Try it:
Lines with the word "instance" are the ones wanted. Copy each of them from the entries below.

Exercise data:
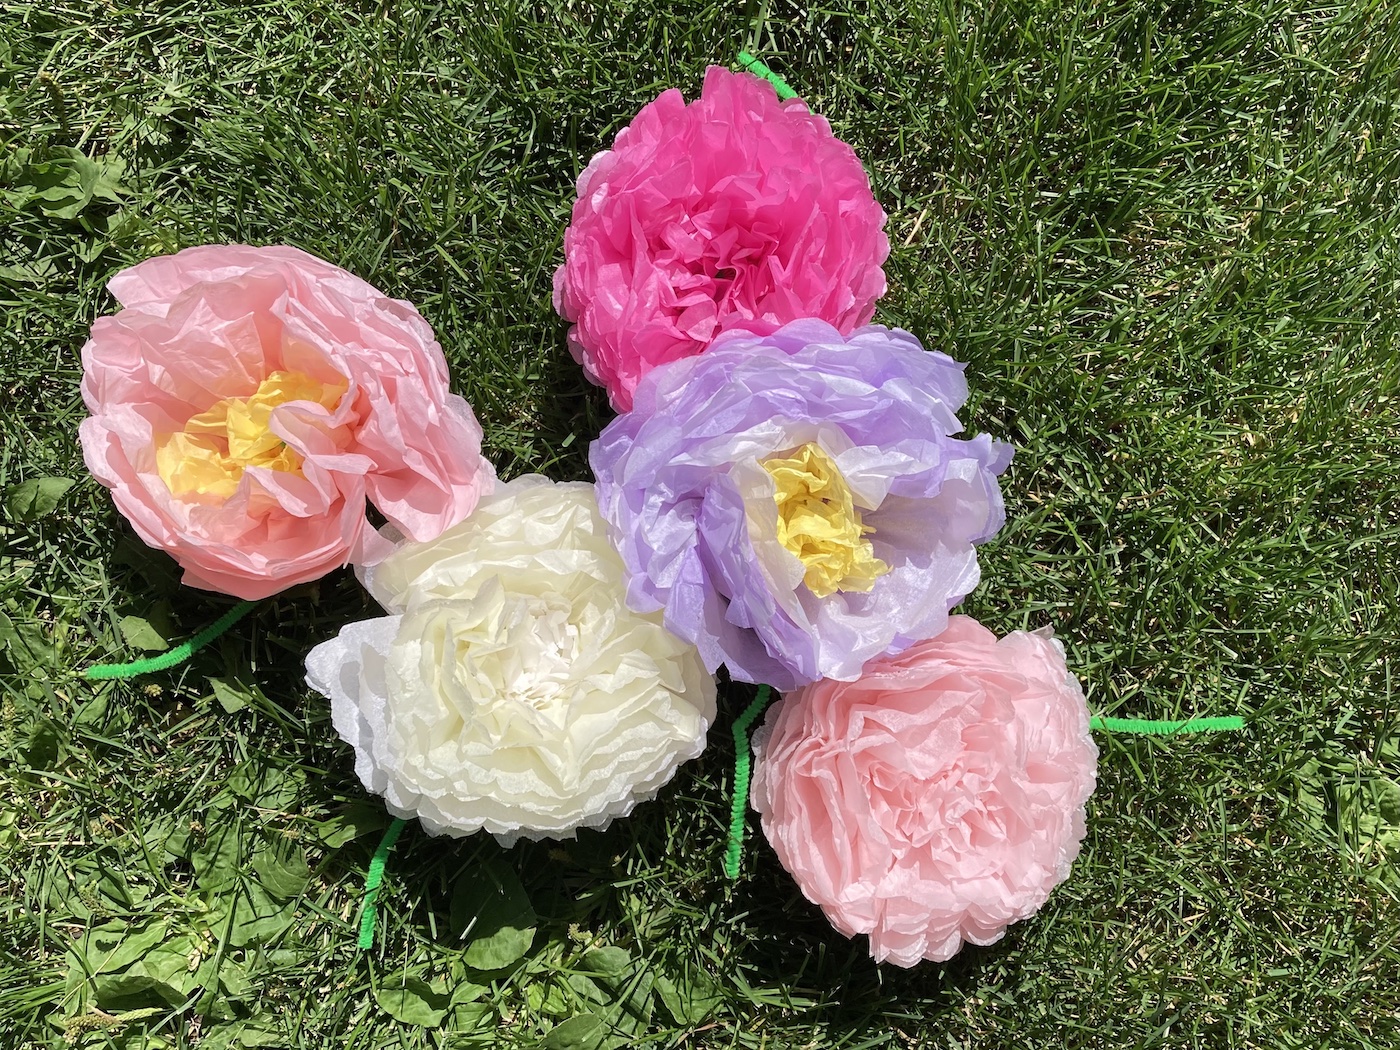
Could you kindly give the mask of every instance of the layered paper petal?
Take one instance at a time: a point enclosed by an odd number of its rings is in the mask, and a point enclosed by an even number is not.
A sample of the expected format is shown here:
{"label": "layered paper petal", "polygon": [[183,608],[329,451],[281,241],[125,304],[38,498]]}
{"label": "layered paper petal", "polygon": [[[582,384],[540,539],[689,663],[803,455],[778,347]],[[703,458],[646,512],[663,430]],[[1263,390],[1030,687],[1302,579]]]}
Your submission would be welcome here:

Written answer:
Could you kindly give the mask of every instance of the layered paper petal?
Take one instance at a time: a point enclosed by an odd number of its rings is in the mask, and a point enclosed by an even number is not.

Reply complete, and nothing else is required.